Available records ▸
──────────────────────────────
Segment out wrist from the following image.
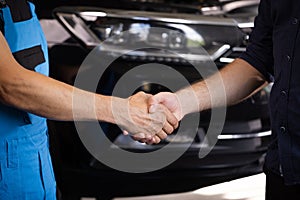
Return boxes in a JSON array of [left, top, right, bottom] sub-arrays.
[[176, 87, 200, 117], [95, 95, 127, 124]]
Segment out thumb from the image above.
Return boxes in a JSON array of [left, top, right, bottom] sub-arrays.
[[148, 96, 159, 106], [148, 92, 169, 105], [148, 93, 168, 114], [149, 104, 159, 113]]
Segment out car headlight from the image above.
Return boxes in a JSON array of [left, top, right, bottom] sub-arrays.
[[54, 7, 246, 62]]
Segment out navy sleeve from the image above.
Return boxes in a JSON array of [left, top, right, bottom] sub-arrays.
[[240, 0, 274, 82]]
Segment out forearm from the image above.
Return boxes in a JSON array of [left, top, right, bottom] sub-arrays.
[[0, 31, 120, 122], [176, 58, 267, 115], [0, 31, 179, 139], [0, 64, 119, 122]]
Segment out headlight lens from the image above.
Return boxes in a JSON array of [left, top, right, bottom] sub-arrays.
[[54, 8, 245, 62]]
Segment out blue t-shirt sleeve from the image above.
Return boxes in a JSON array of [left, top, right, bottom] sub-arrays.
[[239, 0, 274, 82]]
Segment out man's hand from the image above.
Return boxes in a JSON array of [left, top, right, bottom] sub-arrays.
[[115, 92, 178, 141], [131, 92, 183, 144], [149, 92, 183, 121], [137, 92, 183, 144]]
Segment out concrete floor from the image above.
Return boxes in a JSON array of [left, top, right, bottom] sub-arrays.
[[82, 173, 266, 200], [113, 173, 266, 200]]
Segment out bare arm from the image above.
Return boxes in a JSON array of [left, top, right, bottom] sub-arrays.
[[0, 31, 112, 121], [0, 32, 178, 136], [144, 58, 268, 143], [178, 58, 267, 116], [150, 58, 268, 120]]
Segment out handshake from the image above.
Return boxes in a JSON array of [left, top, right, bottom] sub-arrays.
[[113, 90, 199, 144], [115, 91, 181, 144]]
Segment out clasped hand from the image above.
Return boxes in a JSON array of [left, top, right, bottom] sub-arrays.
[[115, 91, 182, 144]]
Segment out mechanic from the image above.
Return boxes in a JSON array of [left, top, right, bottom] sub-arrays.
[[147, 0, 300, 199], [0, 0, 178, 199]]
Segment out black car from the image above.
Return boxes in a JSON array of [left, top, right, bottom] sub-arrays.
[[37, 0, 272, 199]]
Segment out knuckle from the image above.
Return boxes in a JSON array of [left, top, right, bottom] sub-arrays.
[[164, 123, 173, 133], [137, 91, 145, 96], [158, 132, 167, 139]]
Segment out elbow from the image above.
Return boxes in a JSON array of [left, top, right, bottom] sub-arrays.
[[0, 67, 28, 107], [0, 59, 31, 107], [0, 73, 25, 107], [0, 83, 16, 106]]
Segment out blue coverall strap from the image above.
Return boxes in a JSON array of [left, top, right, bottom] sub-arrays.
[[5, 0, 31, 22], [0, 0, 49, 131]]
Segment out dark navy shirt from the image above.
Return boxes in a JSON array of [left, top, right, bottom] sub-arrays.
[[240, 0, 300, 185]]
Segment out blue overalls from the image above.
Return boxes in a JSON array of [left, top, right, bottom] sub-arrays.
[[0, 0, 56, 199]]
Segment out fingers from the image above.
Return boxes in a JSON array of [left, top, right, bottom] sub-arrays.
[[142, 134, 163, 145], [131, 133, 152, 141], [123, 130, 129, 135], [164, 106, 179, 130], [131, 135, 158, 144], [162, 120, 175, 134], [145, 131, 168, 145], [132, 131, 166, 145], [139, 138, 150, 143], [156, 130, 168, 140], [146, 135, 161, 144]]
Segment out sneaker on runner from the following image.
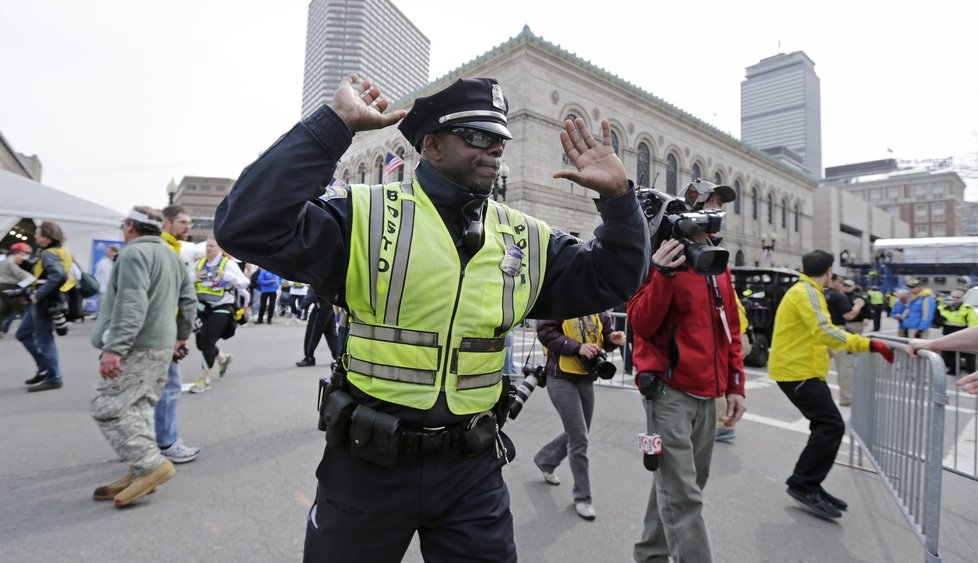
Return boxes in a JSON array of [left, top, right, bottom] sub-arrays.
[[218, 353, 233, 377], [161, 440, 200, 464]]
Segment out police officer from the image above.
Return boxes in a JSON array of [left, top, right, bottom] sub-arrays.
[[214, 74, 648, 562], [866, 285, 885, 332], [936, 288, 978, 374]]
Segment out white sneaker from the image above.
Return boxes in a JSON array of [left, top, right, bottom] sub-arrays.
[[541, 471, 560, 486], [161, 440, 200, 464], [574, 501, 596, 520]]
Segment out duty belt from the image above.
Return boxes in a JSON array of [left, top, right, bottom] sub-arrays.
[[399, 424, 464, 455]]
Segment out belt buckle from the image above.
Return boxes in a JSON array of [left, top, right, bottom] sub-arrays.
[[418, 426, 447, 453]]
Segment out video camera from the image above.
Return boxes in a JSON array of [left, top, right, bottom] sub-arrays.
[[636, 179, 729, 276]]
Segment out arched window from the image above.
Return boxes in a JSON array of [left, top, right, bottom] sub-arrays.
[[766, 192, 774, 224], [714, 171, 723, 185], [637, 142, 651, 187], [396, 147, 406, 182], [733, 180, 741, 215], [735, 249, 746, 266], [751, 186, 758, 220], [794, 202, 801, 232], [375, 156, 385, 184], [781, 196, 788, 229], [562, 113, 578, 165], [611, 131, 620, 156], [342, 169, 351, 185], [691, 163, 702, 181], [666, 154, 678, 195], [356, 162, 366, 184]]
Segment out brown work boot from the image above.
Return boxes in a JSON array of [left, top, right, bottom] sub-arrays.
[[93, 467, 135, 501], [113, 460, 175, 508]]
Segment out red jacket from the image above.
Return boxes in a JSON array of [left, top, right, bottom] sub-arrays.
[[627, 266, 745, 398]]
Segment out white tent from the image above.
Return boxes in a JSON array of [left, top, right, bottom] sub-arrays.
[[0, 168, 124, 269]]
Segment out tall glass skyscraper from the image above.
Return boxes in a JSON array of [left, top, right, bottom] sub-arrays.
[[302, 0, 430, 118], [741, 51, 822, 179]]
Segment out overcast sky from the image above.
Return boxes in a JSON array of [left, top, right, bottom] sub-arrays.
[[2, 0, 976, 213]]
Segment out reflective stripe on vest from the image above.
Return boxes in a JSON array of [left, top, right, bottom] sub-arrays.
[[939, 304, 976, 327], [345, 179, 550, 414], [195, 256, 228, 302]]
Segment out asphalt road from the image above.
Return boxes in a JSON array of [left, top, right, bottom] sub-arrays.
[[1, 316, 975, 562]]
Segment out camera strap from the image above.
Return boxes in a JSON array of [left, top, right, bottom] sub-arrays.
[[709, 275, 732, 344]]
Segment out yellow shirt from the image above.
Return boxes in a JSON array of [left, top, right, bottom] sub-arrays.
[[768, 274, 870, 382]]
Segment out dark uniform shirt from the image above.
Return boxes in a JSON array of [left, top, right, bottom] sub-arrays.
[[824, 287, 852, 327], [214, 105, 649, 427]]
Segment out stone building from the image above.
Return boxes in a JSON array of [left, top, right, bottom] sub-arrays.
[[302, 0, 429, 118], [335, 26, 828, 269], [169, 176, 235, 242], [824, 159, 966, 238]]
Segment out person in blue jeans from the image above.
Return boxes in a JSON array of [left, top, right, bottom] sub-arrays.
[[153, 204, 201, 463], [19, 221, 71, 392]]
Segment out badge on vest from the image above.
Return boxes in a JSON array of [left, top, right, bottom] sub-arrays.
[[319, 185, 349, 202], [500, 244, 523, 276]]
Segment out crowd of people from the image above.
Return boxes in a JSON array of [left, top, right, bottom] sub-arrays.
[[3, 71, 977, 562]]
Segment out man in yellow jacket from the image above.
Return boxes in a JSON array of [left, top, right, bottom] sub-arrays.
[[768, 250, 893, 520]]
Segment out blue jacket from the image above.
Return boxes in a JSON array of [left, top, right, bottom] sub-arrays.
[[905, 289, 936, 330], [256, 270, 282, 294], [891, 300, 911, 330]]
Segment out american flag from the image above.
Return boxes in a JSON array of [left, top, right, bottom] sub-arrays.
[[384, 151, 404, 183]]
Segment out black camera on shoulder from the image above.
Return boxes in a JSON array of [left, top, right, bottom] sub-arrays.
[[580, 351, 616, 379], [508, 363, 545, 420], [637, 178, 729, 276]]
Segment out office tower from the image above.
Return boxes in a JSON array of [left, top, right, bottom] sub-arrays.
[[302, 0, 430, 118], [741, 51, 822, 179]]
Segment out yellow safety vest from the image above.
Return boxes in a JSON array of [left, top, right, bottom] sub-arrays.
[[33, 247, 76, 292], [938, 303, 978, 328], [554, 315, 604, 375], [344, 180, 551, 414], [195, 256, 229, 302], [868, 289, 884, 306]]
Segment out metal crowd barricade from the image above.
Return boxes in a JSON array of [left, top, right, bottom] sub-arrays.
[[849, 336, 947, 563], [940, 350, 978, 481], [596, 311, 635, 390]]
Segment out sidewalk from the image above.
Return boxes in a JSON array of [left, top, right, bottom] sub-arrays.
[[1, 319, 975, 562]]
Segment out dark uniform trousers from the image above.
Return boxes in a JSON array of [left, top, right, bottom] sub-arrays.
[[777, 378, 845, 492], [304, 444, 516, 563], [303, 302, 339, 361]]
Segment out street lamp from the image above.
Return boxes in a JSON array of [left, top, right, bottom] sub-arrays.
[[761, 232, 776, 267], [166, 178, 178, 204], [498, 162, 509, 202]]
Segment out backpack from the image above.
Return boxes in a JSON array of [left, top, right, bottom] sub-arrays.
[[76, 270, 100, 298]]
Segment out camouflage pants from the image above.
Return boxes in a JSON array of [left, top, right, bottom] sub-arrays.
[[91, 348, 170, 475]]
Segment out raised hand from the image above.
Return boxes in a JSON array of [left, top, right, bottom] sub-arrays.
[[329, 73, 407, 133], [553, 118, 629, 198]]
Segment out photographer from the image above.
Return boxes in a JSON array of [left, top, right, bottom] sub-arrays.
[[18, 221, 76, 392], [1, 243, 34, 336], [532, 312, 624, 520], [628, 180, 746, 563]]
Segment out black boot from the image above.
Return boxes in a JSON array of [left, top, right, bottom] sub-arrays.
[[296, 357, 315, 367], [24, 370, 48, 385]]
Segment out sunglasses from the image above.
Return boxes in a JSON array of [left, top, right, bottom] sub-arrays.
[[446, 127, 507, 149]]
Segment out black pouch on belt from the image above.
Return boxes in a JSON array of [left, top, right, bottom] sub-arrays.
[[322, 388, 356, 446], [460, 412, 498, 456], [349, 405, 401, 468]]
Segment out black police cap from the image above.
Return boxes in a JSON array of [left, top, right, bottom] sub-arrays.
[[398, 78, 513, 152]]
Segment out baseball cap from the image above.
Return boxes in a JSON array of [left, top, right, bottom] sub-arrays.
[[905, 279, 921, 288], [9, 242, 32, 254], [680, 178, 736, 209]]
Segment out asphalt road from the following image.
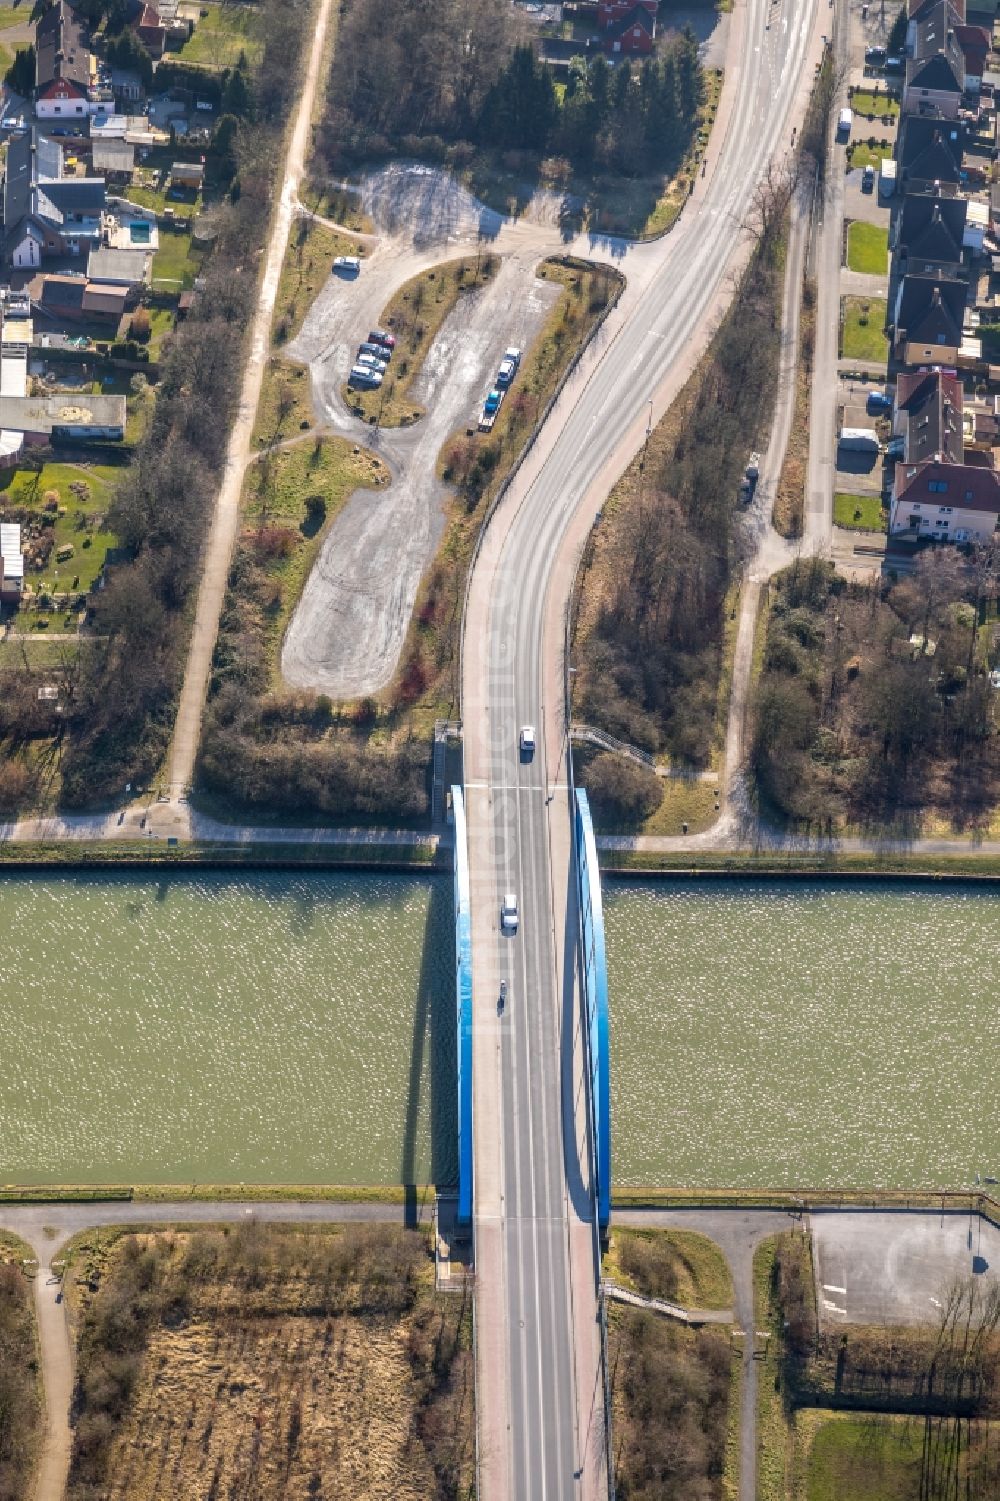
──────────────────────────────
Work task ▸ The lines above starting at the one that contains "Segment out overcast" and ending at the one that contains "Segment out stone" must be transcribed exactly, and no other lines may appear.

Result below ▸
Segment out overcast sky from the image above.
Return boxes in a JSON array of [left, top, right, bottom] sub-arrays.
[[2, 0, 976, 213]]
Segment out reflective stripe on vest from the image above.
Return boxes in a JSON array of [left, top, right, bottom] sub-arrays.
[[939, 304, 976, 327], [345, 179, 550, 414], [195, 256, 228, 302]]
Segment out asphalt road from the image above.
Return boxes in a JSON array of [left, top, right, bottom] sub-arrays.
[[1, 316, 975, 562]]
Segment out camera strap from the image above.
Return boxes in a JSON array of [left, top, right, bottom] sub-arrays.
[[709, 275, 732, 344]]
Segment out yellow shirt from the image above.
Return boxes in a JSON array of [left, top, right, bottom] sub-arrays.
[[768, 274, 870, 382]]
Segment out dark uniform shirt from the image above.
Return boxes in a JSON array of [left, top, right, bottom] sub-arrays.
[[824, 287, 852, 327], [214, 105, 649, 427]]
Segment out stone building from the image above.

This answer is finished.